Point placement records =
|---|

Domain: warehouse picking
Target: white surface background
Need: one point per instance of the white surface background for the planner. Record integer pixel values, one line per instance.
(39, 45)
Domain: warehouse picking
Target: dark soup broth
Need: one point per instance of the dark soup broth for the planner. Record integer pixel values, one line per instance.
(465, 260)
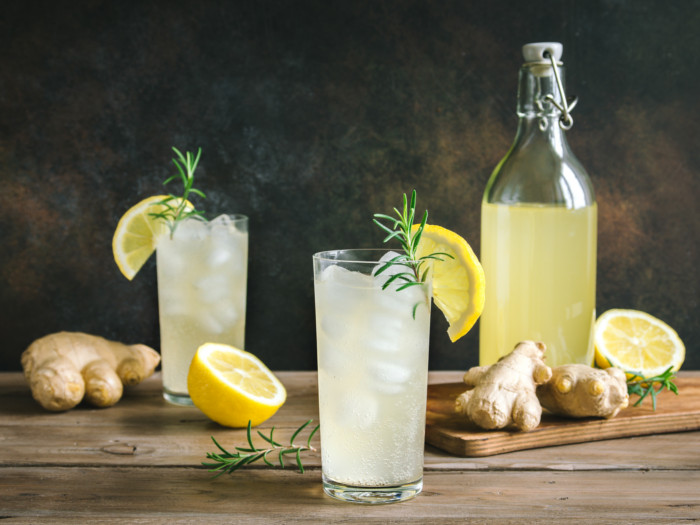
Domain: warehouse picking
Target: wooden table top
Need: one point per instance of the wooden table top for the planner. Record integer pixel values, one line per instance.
(139, 462)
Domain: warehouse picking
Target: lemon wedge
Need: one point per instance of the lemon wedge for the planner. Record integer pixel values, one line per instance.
(637, 342)
(137, 234)
(232, 386)
(458, 283)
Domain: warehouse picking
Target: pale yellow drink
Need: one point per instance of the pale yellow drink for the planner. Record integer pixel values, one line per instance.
(202, 275)
(372, 379)
(540, 268)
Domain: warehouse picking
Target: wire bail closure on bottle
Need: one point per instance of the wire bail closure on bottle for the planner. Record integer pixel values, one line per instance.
(566, 121)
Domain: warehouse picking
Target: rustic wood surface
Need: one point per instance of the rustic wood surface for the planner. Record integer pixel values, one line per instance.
(139, 462)
(451, 432)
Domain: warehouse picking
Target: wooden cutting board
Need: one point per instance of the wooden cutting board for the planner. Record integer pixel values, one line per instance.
(450, 432)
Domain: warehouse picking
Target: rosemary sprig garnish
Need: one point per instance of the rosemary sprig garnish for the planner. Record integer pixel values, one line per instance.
(228, 462)
(178, 208)
(401, 229)
(644, 386)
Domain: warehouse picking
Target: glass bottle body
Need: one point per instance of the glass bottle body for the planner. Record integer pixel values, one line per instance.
(538, 237)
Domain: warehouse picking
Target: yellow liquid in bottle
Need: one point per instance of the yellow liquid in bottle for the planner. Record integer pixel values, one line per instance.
(540, 268)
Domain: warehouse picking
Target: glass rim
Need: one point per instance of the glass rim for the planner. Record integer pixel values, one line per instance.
(326, 255)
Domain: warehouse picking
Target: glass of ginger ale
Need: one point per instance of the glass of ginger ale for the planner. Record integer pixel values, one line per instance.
(372, 377)
(202, 275)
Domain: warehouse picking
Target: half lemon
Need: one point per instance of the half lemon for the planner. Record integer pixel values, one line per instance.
(635, 341)
(232, 386)
(137, 234)
(458, 282)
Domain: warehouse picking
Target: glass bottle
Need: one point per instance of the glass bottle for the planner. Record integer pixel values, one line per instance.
(539, 228)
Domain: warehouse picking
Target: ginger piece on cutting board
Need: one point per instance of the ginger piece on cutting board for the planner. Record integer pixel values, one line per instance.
(582, 391)
(504, 394)
(64, 367)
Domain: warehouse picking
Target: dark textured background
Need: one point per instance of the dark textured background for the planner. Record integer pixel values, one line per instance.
(312, 115)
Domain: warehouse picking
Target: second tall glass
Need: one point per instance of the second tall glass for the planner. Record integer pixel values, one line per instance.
(202, 276)
(372, 377)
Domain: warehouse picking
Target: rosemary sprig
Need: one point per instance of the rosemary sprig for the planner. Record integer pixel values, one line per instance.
(177, 208)
(228, 462)
(401, 229)
(644, 386)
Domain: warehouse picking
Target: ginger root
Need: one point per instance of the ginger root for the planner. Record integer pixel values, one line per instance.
(583, 391)
(64, 367)
(503, 394)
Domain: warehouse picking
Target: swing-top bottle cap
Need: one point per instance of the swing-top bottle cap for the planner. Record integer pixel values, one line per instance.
(540, 51)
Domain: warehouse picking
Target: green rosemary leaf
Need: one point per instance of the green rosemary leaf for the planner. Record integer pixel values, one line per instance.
(186, 164)
(298, 458)
(311, 435)
(296, 433)
(404, 276)
(229, 463)
(644, 387)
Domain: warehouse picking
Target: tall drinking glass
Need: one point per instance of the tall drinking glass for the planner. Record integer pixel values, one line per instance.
(372, 377)
(202, 275)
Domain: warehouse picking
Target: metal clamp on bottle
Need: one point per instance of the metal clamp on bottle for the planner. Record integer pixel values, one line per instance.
(566, 121)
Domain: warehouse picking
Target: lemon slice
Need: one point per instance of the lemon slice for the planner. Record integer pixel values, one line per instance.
(637, 342)
(232, 386)
(137, 234)
(458, 284)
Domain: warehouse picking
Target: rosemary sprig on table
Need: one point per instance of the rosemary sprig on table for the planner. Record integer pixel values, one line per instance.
(178, 208)
(228, 462)
(401, 229)
(644, 386)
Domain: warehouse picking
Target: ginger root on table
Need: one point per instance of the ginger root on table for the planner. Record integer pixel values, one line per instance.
(582, 391)
(504, 394)
(64, 367)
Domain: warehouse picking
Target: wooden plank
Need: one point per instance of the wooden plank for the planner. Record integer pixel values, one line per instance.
(451, 432)
(166, 495)
(145, 430)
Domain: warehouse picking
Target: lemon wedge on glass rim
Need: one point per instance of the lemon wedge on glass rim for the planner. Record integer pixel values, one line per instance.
(637, 342)
(458, 283)
(232, 386)
(137, 233)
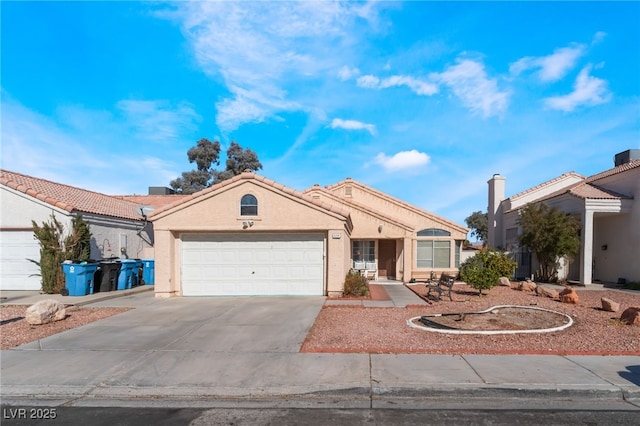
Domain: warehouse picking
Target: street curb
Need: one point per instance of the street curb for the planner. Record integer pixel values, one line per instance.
(358, 397)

|---|

Exercise directions = Quote the records above in full, dropping each picture.

Solution for this exercise =
Domain: warehouse picking
Target: white surface background
Need: one point per instance of the white surface background for the planner. Record integer pixel values, one line per instance.
(39, 45)
Domain: warehouse picking
Target: dark soup broth
Need: one point per instance of the dark soup broth for the planner. Record integer pixel values, one line per instance.
(465, 260)
Domain: warehouse picking
Target: wooden table top
Need: one point per instance of the wooden table top for the planner. Record integer pixel values, one line per instance.
(139, 462)
Domain: warehouse picking
Target: lemon wedge
Need: one point per instance of the lemon wedge for the planner. Record integer pixel values, one line per instance.
(637, 342)
(137, 234)
(232, 386)
(458, 283)
Domain: warehouse picking
Target: pale yellow drink
Need: one point per instance of the pale yellow drink for the planner. Record integer pixel values, one line per instance.
(202, 275)
(372, 379)
(540, 268)
Domain: warehouse picking
Target: wire bail closure on bottle
Need: one point per instance of the wire bail closure on bottle for the planner. Record integer pixel values, one line per instance.
(566, 121)
Domain: warehouse picking
Target: rustic wood surface
Need: one point per instance of the rustic wood surface for the planner. Record integer pixel values, one line per instance.
(139, 462)
(451, 432)
Domain: warehouse picking
Target: wooden cutting board
Need: one point per instance of the wooden cutting board for the planner. Record integer pixel values, one line per instance.
(450, 432)
Domain: warehouse picking
Target: rosemary sprig garnish
Need: one point per instance of the rosemary sprig garnish for the planner. Record integer pixel values, one line per instance.
(228, 462)
(178, 208)
(401, 229)
(644, 386)
Domain: warehouse picking
Target: glass bottle body
Need: one point per instance of the glass bottle body for the planner. Record integer pixel values, one line per instance.
(538, 237)
Domain: warehouse picking
Target: yellow liquid in bottle
Need: one point per instance of the yellow liquid in bottle for the planner. Record integer pixel values, one line per instance.
(540, 268)
Domain: warehouse picking
Target: glass rim
Need: one point per instance of the glass rim for the planner. Record integer pixel values, one line per instance.
(326, 255)
Domain: warehouse picking
Target: glass of ginger ale
Need: one point per instance of the glass of ginger ale for the planner. Record integer pixel values, one line per instance.
(372, 377)
(202, 275)
Domain: warehouse picking
Target: half lemon
Need: one point per instance of the half lemon for the planner. Record integer pixel values, one line per instance.
(635, 341)
(232, 386)
(137, 234)
(458, 282)
Domain: warehouse picking
Target: glass bottle
Need: one point per instance of the glass bottle for the planner. Record integer pixel values, one line per instance.
(539, 228)
Domain: warehouse picking
Target: ginger piece on cutting board
Need: one point per instance of the ginger piece on cutting board for the planner. Record integer pixel values, one line per instance.
(582, 391)
(504, 394)
(64, 367)
Domain: warehouse picking
Target: dark textured background
Need: one point per instance of the dark textured background for the planner. Record integer pixel values, one line per instance.
(312, 115)
Domain: warehouse picking
Target: second tall glass
Need: one point per instance of the second tall glass for the planner. Record integer pixel values, one line per instance.
(202, 276)
(372, 377)
Domain: warehouse picking
Target: rosemary sprig
Need: one point per instance of the rosemary sprig for the planner. Record integer pixel values, one line per instance.
(177, 208)
(228, 462)
(401, 229)
(644, 386)
Domain: warehouse picking
Target: ginger root
Need: one point per instance of the ginger root for the planner. Record integer pixel values, one line per instance.
(583, 391)
(64, 367)
(503, 394)
Domain: warehouse picking
Target: swing-top bottle cap
Need: one point per instance of the swing-top bottle cap for the planner. Record integer pixel values, one line per instance.
(540, 51)
Domain: warehouse picking
Target: green rosemary leaf
Need: one point per instance of the green rosemary leaf for the planner. Record integer pixel values, one line per instance.
(186, 164)
(298, 458)
(311, 435)
(296, 433)
(404, 276)
(229, 463)
(644, 387)
Domain: warehouse picking
Target: tall drinking glass
Need: one point per instance of the tall drinking glass for the planner. Record integer pixel values, one line per instance.
(372, 377)
(202, 275)
Domain: warehouse picking
Target: metal clamp on bottle
Need: one point per instance of the metal clamp on bottle for the planner. Record integer pixel values, one line per instance.
(566, 121)
Domain: warehouse picking
Target: lemon slice
Need: one point per instance of the lemon slice for the planner. Record integer pixel values, one line per instance.
(637, 342)
(232, 386)
(137, 234)
(458, 284)
Domain: warehouse picking
Target: rosemary sprig on table
Need: one point per instance of the rosemary sprig on table for the planner. Record integer pixel values, one line per instance.
(178, 208)
(228, 462)
(401, 229)
(644, 386)
Domain: warehouse picking
Target: ginger root on table
Need: one point per instance of the ginger root on table for the planner. Record integer pixel values, one line per instance.
(582, 391)
(504, 394)
(64, 367)
Domain: warehouse picking
Target: wooden plank
Need: one point per instance of the wooden plank for the planner. Record integer pixel values, one line per instance.
(451, 432)
(166, 495)
(145, 430)
Domain: warehouse picking
Target: lemon wedge on glass rim
Need: one point per instance of the lemon wedge on glass rim for the planner. Record integer pixel values, one line per instance.
(637, 342)
(458, 283)
(232, 386)
(137, 233)
Domain: warehouse picking
Target: street curb
Need: one point per instance of the street curb for the planner. Record integer pixel values, one line per instance.
(358, 397)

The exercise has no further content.